EXCERPT TO READ
--------

The waiver sweeps aside 26 laws that protect clean air, clean water, public lands, endangered wildlife and Indigenous grave sites. The announcement marks the first time the Biden administration has used the REAL ID Act waiver authority.

“Every acre of habitat left in the Rio Grande Valley is irreplaceable,” said Jordahl. “We can’t afford to lose more of it to a useless, medieval wall that won’t do a thing to stop immigration or smuggling. President Biden’s cynical decision to destroy a wildlife refuge and seal the beautiful Rio Grande behind a grotesque border wall must be stopped.”

Wall construction in Starr County will harm recovery plans for endangered ocelots, which depend on contiguous wildlife corridors of protected habitat along the Rio Grande. Two endangered plants, the Zapata bladderpod and prostrate milkweed, are endemic to the area and will likely also be threatened by wall construction with their protections stripped by the waiver.

Last month, the U.S. Government Accountability Office released a damning report detailing the severe damage the border wall has caused to wildlife, public lands, and Indigenous sacred sites and burial grounds along the U.S.-Mexico border.

Beyond jeopardizing wildlife, endangered species and public lands, the U.S.-Mexico border wall is part of a larger strategy of ongoing border militarization that damages human rights, civil liberties, native lands and international relations. The border wall impedes the natural migrations of people and wildlife that are essential to healthy diversity.

--------

COMPLETE THE FOLLOWING
a) Answer these questions from the passage on the border wall waiver:
(i) How many laws does the waiver sweep aside?
(ii) Which two endangered plants are endemic to the area?
(iii) Which office released a report last month on damage caused by the border wall?
b) Print the stretch of the passage on the border wall waiver from "Wall construction in" through "the U.S.-Mexico border.".
The material that comes next has no connection to the passage on the border wall waiver.

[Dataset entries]
--------

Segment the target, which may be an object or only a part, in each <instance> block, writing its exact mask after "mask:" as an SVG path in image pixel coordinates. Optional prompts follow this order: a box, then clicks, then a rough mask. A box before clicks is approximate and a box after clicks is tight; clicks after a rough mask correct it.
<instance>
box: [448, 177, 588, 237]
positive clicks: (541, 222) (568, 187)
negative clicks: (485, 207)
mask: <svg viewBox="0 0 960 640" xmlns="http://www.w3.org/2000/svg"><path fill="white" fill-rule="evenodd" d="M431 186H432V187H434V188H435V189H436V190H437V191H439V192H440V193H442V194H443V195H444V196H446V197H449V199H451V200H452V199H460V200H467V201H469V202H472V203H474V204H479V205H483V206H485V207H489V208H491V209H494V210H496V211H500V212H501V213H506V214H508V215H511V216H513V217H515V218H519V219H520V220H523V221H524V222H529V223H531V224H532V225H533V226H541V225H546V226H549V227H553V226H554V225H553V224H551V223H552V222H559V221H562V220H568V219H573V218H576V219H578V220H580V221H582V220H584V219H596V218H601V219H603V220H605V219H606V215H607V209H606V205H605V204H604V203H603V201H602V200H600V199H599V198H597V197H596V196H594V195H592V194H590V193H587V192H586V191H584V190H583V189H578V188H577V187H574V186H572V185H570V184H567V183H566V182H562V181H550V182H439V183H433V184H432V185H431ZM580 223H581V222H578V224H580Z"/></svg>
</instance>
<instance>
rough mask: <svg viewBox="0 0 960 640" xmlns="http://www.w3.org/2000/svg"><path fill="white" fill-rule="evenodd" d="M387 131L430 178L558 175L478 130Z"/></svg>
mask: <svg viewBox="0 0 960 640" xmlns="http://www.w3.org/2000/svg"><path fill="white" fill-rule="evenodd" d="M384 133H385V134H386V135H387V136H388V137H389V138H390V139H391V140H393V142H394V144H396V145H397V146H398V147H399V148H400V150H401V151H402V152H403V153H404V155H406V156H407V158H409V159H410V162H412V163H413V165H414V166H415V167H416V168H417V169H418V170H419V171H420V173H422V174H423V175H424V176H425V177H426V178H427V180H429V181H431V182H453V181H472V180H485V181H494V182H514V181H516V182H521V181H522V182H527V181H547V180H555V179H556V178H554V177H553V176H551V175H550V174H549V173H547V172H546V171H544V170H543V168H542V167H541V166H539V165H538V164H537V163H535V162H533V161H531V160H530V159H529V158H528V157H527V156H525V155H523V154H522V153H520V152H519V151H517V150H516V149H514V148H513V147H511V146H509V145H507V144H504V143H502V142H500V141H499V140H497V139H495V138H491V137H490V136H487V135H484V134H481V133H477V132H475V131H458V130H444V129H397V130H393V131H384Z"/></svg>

--------

ANSWERS BY ITEM
a)
(i) 26
(ii) The Zapata bladderpod and prostrate milkweed
(iii) The U.S. Government Accountability Office

b)
Wall construction in Starr County will harm recovery plans for endangered ocelots, which depend on contiguous wildlife corridors of protected habitat along the Rio Grande. Two endangered plants, the Zapata bladderpod and prostrate milkweed, are endemic to the area and will likely also be threatened by wall construction with their protections stripped by the waiver.

Last month, the U.S. Government Accountability Office released a damning report detailing the severe damage the border wall has caused to wildlife, public lands, and Indigenous sacred sites and burial grounds along the U.S.-Mexico border.